### DOEL
Binnen hoeveel jaar zou de installatie zich volgens de berekeningen van adviseurs terugverdienen, volgens de tekst over de mestverbrandingslijn?
--- TE LEZEN TEKST ---
Vleeskuikenhouder Ramon Harmes van Harmes Pluimvee BV uit Klazienaveen zorgt er met zijn mestverbrandingslijn voor dat de kringloop op het pluimveebedrijf verder gesloten wordt. Met de techniek brengt hij als eerste pluimveehouder in Nederland al ruim drie jaar mest tot waarde. Vele berekeningen van adviseurs vooraf gaven aan dat de installatie in zeven jaren terugverdiend werd. De Drentse ondernemers moest de nodige kinderziektes overwinnen. Hij is daarom oprecht over de verwachte terugverdientijd. “Die vond ik zelf toen al te ambitieus. We zijn met de mestverbrandingslijn de nodige beren op de weg tegengekomen en ik heb enkele slapeloze nachten van gehad, maar alleen met de juiste mensen om je heen en vooral eerlijke adviseurs kom je op het eind. Tot nu toe heb ik er geen dag spijt van gehad.”
--- VERZAMELDE GEGEVENS ---
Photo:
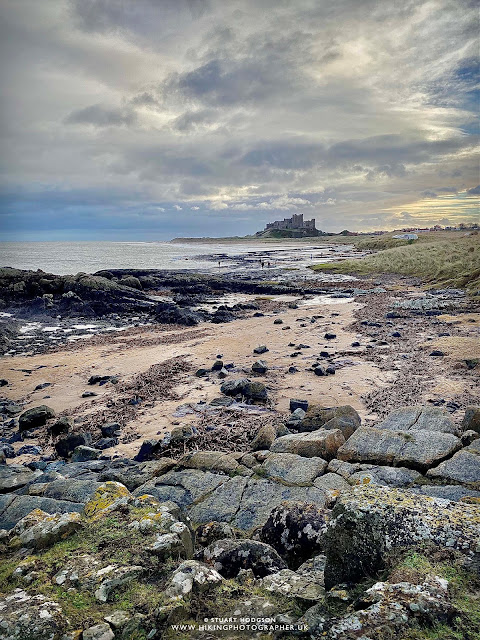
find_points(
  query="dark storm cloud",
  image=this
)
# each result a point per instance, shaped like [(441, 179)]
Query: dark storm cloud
[(240, 110)]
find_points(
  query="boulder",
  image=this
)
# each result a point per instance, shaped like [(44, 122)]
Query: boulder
[(229, 556), (322, 443), (463, 467), (39, 529), (264, 438), (471, 419), (108, 497), (418, 418), (14, 476), (293, 469), (370, 522), (35, 417), (324, 417), (420, 449), (291, 585), (191, 576), (296, 530), (66, 446), (24, 617)]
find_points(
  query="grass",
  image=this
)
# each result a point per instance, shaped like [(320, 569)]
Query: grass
[(440, 261)]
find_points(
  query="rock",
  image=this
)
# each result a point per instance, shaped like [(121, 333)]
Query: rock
[(35, 417), (14, 476), (394, 608), (66, 446), (418, 418), (260, 350), (264, 438), (324, 417), (463, 467), (229, 556), (111, 429), (259, 367), (389, 476), (147, 450), (298, 404), (290, 584), (296, 530), (471, 419), (101, 631), (211, 531), (321, 443), (293, 469), (331, 482), (244, 387), (370, 522), (190, 576), (108, 497), (46, 530), (413, 449), (19, 506), (62, 425), (83, 454), (117, 576), (216, 461), (35, 617)]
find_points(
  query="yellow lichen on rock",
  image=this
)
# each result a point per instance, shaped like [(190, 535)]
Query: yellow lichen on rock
[(108, 497)]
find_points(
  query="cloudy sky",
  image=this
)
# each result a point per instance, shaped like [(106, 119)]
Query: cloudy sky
[(149, 119)]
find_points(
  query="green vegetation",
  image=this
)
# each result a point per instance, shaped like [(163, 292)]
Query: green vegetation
[(464, 589), (439, 260)]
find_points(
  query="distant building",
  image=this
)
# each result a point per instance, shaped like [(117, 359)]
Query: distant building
[(295, 222), (406, 236)]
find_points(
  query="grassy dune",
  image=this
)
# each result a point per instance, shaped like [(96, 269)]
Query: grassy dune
[(443, 260)]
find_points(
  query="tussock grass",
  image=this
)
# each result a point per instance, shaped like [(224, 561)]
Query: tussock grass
[(443, 262)]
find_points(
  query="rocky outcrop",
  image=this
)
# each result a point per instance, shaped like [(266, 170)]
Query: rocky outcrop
[(369, 522), (420, 449)]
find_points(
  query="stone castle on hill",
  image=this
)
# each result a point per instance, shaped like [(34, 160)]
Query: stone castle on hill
[(294, 227), (295, 222)]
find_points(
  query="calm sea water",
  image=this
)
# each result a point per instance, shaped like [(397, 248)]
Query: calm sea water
[(72, 257)]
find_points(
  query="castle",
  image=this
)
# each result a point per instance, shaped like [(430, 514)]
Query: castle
[(295, 222)]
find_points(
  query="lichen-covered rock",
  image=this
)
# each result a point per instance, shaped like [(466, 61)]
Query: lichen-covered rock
[(293, 469), (369, 522), (112, 577), (211, 531), (418, 419), (27, 617), (14, 476), (330, 418), (108, 497), (190, 576), (209, 461), (420, 449), (229, 556), (463, 467), (394, 607), (471, 419), (292, 585), (322, 443), (101, 631), (296, 530), (35, 417), (39, 530)]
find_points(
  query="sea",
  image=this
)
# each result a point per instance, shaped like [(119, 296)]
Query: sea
[(64, 258)]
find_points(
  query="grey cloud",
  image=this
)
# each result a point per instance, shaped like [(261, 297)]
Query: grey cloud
[(100, 116)]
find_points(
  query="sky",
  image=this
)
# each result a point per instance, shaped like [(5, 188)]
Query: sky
[(151, 119)]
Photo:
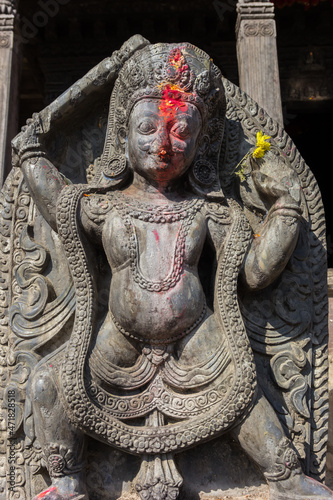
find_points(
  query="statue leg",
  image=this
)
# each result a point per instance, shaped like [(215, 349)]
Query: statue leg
[(62, 444), (262, 438)]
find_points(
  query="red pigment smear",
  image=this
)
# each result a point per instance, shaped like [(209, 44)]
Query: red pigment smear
[(156, 235), (42, 495)]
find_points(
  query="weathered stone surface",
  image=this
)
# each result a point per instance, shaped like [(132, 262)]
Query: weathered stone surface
[(257, 55), (164, 281)]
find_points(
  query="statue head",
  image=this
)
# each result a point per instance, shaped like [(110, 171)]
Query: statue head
[(174, 84)]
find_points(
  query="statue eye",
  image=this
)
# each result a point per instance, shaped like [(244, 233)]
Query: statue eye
[(146, 127), (180, 130)]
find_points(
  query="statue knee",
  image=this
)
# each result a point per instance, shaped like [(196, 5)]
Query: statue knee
[(43, 388)]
---
### HET ANTWOORD
Binnen zeven jaar.